11Die §§ 51 Abs. 1 und 52 Abs. 1 unterwerfen das „Errichten“ und „Führen“ des Betriebs der Betriebsplanpflicht. Dabei geht das Gesetz davon aus, dass es sich nicht um zwei Phasen, etwa die Errichtungs- oder Bauphase und die Betriebs- oder Nutzungsphase handelt. Errichten und Führen eines Bergbaubetriebs gehen vielmehr ineinander über und laufen parallel nebeneinander (Gaentzsch, in: Wandel und Beharren, S. 21). Das „Errichten“, etwa das Abteufen eines Schachtes, das Auffahren von Strecken, ist gleichermaßen Gewinnungshandlung wie das „Führen“ des Betriebes. Insofern genehmigt die Betriebsplanzulassung einen zusammenhängenden zwangsläufigen Prozess für einen bestimmten Zeitraum, sie ist eine Prozessgenehmigung.
12Das unterscheidet sie von anderen außerbergrechtlichen Genehmigungen, bei denen schon bei der Errichtung der zu genehmigenden Anlage beachtet werden muss, dass sie auch betrieben werden. Bei der Errichtungsgenehmigung muss deshalb schon über die Rechtmäßigkeit des späteren Betriebes bzw. der späteren Nutzung entschieden werden (Gaentzsch, a. a. O., S. 21).
13Das Betriebsplanverfahren ist ein Antragsverfahren i. S. von § 22 Satz 2 Nr. 2 VwVfG. Liegt ein Antrag vor, kann die Behörde nicht nach pflichtgemäßem Ermessen entscheiden, ob und wann sie das Betriebsplanverfahren durchführt. Für das Verfahren gelten der Untersuchungsgrundsatz, die Betreuungspflicht durch die Behörde und die Mitwirkungslast der Betroffenen gem. §§ 24–26 VwVfG.
14Das Betriebsplanverfahren ist kein förmliches Verfahren i. S. von §§ 63 ff. VwVfG. Das BBergG hat für Betriebsplanverfahren weder eine Verpflichtung zur Anhörung vor der Entscheidung noch eine mündliche Verhandlung angeordnet. Dasselbe galt schon für die Betriebsplanverfahren nach früherem ABG (VG Gelsenkirchen = Glückauf 1981, 1511).

--

__ZU LÖSENDE AUFGABEN__.
- 1) Schreiben Sie aus dem Textauszug zum Betriebsplanverfahren den Abschnitt ab, der mit „12Das unterscheidet sie“ beginnt und mit „a. O., S. 21).“ endet.
- 2) Nennen Sie anhand des Textauszugs zum Betriebsplanverfahren die beiden Dinge, die das BBergG für Betriebsplanverfahren nicht angeordnet hat.
Die Datensätze haben eine andere Herkunft als der Textauszug.

--

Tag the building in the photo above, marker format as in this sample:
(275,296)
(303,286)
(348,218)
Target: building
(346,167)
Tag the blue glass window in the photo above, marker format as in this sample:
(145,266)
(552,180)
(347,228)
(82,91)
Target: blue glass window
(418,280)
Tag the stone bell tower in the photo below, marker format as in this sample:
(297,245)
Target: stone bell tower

--

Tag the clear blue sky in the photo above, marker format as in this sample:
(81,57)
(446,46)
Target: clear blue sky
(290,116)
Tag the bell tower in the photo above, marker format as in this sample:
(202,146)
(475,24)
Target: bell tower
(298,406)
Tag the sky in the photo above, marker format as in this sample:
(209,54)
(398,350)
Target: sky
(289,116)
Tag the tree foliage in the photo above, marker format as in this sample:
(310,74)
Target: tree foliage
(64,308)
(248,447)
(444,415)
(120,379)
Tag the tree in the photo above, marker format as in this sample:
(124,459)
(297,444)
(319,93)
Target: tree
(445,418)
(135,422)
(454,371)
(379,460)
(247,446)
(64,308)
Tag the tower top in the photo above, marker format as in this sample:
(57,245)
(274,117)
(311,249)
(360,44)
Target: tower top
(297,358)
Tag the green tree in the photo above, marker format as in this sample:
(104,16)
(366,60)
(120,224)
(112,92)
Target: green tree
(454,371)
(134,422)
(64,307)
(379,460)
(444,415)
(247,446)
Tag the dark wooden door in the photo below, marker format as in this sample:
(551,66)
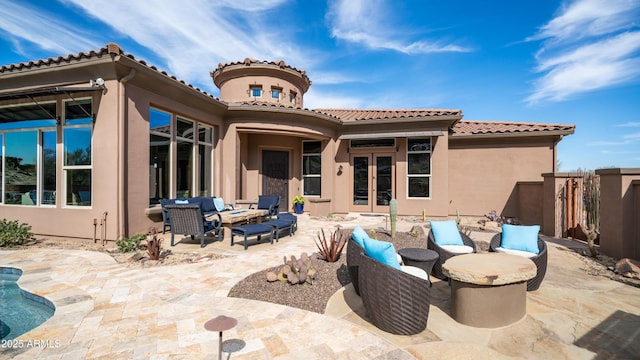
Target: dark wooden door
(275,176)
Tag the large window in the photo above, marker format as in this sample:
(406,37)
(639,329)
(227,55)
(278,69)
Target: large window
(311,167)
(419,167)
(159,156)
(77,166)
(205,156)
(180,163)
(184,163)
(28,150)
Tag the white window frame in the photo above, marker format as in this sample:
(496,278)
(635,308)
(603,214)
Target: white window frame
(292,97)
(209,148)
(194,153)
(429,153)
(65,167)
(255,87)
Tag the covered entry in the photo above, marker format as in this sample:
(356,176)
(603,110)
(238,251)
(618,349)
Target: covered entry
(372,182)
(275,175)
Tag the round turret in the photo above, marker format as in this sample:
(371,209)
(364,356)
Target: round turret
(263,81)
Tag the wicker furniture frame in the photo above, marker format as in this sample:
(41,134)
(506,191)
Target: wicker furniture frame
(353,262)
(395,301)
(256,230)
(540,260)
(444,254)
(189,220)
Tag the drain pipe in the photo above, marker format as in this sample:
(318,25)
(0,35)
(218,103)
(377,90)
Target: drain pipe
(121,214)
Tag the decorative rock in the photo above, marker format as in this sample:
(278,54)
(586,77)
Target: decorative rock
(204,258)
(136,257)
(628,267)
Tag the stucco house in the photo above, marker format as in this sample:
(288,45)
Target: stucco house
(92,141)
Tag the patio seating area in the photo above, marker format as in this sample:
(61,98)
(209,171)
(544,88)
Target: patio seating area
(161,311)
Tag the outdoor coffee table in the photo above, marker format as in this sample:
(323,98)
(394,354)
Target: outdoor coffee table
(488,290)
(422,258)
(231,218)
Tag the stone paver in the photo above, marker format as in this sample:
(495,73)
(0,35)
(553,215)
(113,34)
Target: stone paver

--

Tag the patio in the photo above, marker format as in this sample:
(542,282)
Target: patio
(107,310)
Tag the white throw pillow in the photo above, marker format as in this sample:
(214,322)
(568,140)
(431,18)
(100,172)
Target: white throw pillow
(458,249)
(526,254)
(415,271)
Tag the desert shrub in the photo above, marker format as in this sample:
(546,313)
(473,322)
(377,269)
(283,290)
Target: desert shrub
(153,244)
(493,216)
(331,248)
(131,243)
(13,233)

--

__ERGEBNISSE JE AUFGABE__.
- 1)
12Das unterscheidet sie von anderen außerbergrechtlichen Genehmigungen, bei denen schon bei der Errichtung der zu genehmigenden Anlage beachtet werden muss, dass sie auch betrieben werden. Bei der Errichtungsgenehmigung muss deshalb schon über die Rechtmäßigkeit des späteren Betriebes bzw. der späteren Nutzung entschieden werden (Gaentzsch, a. a. O., S. 21).

- 2) Das BBergG hat weder eine Verpflichtung zur Anhörung vor der Entscheidung noch eine mündliche Verhandlung angeordnet.